▶ What you have to do
Count the lines in the records below that contain the string "mountain", and reply with that number only.
※ ※ ※
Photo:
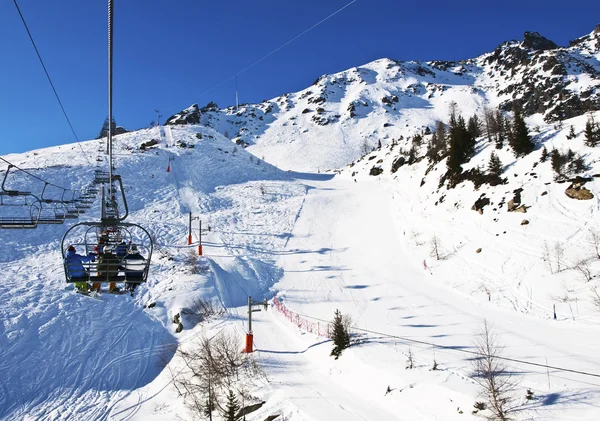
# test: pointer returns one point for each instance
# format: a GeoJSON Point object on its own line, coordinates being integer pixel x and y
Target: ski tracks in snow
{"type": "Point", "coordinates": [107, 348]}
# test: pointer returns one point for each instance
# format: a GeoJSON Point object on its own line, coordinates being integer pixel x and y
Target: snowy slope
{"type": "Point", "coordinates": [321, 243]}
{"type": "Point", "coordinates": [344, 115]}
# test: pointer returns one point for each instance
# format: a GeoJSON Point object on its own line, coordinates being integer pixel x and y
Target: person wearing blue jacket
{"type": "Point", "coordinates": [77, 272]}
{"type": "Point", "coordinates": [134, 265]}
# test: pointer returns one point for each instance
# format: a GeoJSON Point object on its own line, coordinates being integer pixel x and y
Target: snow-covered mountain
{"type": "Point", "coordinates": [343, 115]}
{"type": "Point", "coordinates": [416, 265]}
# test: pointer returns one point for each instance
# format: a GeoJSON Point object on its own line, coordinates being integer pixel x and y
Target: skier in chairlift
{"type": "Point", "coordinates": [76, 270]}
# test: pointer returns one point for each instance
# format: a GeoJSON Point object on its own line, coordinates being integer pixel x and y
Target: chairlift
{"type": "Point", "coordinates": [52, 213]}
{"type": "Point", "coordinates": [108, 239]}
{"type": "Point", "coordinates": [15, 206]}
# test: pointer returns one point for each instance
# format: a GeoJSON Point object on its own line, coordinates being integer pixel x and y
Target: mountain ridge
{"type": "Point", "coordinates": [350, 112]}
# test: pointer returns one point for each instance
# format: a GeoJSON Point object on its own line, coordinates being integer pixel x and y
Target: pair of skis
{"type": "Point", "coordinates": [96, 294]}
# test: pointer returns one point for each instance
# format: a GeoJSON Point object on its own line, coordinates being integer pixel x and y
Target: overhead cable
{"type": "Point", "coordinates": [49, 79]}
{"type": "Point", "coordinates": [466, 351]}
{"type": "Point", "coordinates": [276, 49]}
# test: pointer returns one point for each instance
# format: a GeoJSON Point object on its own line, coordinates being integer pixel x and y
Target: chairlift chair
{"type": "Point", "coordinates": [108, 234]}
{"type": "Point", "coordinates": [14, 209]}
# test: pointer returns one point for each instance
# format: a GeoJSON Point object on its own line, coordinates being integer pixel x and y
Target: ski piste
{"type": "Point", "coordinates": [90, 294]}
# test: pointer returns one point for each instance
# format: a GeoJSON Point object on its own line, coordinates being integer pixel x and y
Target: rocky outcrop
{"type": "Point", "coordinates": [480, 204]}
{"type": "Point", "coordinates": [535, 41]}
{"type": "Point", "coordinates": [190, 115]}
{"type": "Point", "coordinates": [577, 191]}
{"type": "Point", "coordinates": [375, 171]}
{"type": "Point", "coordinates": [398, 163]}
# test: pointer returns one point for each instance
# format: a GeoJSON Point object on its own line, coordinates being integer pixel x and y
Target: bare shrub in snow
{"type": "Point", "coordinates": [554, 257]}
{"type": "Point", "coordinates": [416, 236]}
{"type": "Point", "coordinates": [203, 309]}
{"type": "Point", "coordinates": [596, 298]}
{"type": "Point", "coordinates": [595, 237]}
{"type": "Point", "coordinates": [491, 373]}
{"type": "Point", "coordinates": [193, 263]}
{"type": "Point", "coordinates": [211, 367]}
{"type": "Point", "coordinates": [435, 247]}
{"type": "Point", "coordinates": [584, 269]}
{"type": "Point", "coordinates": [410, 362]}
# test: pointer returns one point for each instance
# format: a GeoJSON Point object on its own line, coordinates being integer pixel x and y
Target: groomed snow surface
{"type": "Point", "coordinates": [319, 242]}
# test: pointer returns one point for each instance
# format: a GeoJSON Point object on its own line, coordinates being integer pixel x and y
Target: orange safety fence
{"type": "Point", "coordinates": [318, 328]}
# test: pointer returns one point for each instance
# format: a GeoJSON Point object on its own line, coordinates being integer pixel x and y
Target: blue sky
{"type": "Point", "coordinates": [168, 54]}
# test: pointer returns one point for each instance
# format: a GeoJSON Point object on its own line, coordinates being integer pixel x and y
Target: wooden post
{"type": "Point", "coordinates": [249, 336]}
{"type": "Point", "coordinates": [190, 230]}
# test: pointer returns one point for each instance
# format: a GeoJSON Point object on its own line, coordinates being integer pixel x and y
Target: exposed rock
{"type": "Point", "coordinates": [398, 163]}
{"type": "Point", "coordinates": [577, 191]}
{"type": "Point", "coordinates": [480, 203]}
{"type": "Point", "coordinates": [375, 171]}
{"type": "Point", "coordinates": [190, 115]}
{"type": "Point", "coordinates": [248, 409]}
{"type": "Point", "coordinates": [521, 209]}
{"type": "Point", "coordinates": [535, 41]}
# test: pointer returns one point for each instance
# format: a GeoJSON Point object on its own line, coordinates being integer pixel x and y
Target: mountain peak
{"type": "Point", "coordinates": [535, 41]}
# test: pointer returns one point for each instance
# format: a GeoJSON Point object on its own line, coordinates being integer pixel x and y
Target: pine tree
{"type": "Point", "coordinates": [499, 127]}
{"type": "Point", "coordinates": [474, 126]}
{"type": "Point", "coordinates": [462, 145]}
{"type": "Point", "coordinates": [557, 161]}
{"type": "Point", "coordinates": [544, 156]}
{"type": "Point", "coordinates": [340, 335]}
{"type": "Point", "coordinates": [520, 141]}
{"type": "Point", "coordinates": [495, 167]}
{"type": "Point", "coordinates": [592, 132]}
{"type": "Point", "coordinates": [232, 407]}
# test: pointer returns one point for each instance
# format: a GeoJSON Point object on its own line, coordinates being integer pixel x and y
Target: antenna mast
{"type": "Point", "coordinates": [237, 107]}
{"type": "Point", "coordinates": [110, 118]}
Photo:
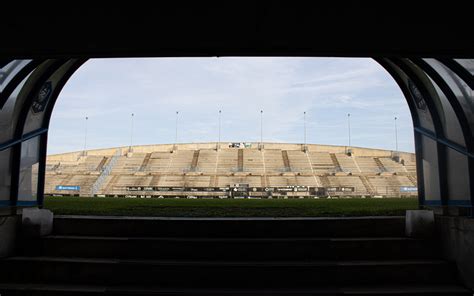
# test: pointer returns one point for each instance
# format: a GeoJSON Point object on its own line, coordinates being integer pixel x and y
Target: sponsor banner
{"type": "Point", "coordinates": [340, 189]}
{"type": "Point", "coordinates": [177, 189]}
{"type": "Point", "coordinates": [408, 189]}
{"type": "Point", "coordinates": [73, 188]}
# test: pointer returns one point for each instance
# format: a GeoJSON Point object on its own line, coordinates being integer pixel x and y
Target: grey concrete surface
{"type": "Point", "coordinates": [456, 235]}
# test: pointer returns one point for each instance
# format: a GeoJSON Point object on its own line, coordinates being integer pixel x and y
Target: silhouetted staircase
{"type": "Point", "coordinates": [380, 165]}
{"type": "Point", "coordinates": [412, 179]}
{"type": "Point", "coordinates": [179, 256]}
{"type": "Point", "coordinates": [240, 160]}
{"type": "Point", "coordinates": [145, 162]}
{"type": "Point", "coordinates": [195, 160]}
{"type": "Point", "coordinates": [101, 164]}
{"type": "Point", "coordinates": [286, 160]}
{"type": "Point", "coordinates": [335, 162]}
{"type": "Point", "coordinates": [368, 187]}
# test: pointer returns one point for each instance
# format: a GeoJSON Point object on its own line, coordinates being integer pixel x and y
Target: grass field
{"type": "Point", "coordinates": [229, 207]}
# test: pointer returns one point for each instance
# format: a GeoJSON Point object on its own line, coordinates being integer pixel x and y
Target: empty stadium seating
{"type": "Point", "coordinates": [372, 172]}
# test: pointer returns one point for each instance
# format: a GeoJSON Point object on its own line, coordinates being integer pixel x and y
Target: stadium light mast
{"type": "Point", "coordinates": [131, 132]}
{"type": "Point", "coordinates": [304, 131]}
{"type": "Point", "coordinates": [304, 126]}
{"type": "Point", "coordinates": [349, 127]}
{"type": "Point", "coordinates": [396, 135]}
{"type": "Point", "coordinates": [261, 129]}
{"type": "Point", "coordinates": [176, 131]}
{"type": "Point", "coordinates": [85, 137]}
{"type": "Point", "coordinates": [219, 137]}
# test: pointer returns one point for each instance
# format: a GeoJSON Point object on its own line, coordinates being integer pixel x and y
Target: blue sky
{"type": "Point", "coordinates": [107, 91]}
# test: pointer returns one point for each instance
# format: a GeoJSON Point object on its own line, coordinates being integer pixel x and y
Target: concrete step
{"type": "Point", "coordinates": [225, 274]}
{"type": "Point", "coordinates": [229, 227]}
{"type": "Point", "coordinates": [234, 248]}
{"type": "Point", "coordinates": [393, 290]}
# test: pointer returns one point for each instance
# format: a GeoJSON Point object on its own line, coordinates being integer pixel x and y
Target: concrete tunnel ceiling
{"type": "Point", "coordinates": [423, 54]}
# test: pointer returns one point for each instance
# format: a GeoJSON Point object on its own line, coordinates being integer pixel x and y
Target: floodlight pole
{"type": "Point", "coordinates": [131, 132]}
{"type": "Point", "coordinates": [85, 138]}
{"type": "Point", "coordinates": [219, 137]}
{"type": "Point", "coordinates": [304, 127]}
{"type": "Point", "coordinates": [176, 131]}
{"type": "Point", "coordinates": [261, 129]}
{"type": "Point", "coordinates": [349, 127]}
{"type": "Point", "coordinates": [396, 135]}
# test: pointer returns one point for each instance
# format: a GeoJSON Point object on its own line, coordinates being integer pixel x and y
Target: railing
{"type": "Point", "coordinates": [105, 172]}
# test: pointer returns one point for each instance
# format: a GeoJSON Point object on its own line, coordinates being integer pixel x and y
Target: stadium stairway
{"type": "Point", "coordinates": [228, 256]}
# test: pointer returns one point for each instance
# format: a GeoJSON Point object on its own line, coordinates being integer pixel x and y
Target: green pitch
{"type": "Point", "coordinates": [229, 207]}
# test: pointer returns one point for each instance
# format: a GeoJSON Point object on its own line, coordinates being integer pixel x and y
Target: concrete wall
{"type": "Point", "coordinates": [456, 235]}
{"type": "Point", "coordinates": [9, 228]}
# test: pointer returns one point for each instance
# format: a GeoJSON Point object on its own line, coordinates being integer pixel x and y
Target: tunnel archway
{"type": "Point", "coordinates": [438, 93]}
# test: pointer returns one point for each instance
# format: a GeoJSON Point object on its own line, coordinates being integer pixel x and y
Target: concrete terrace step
※ ※ ※
▶ Full response
3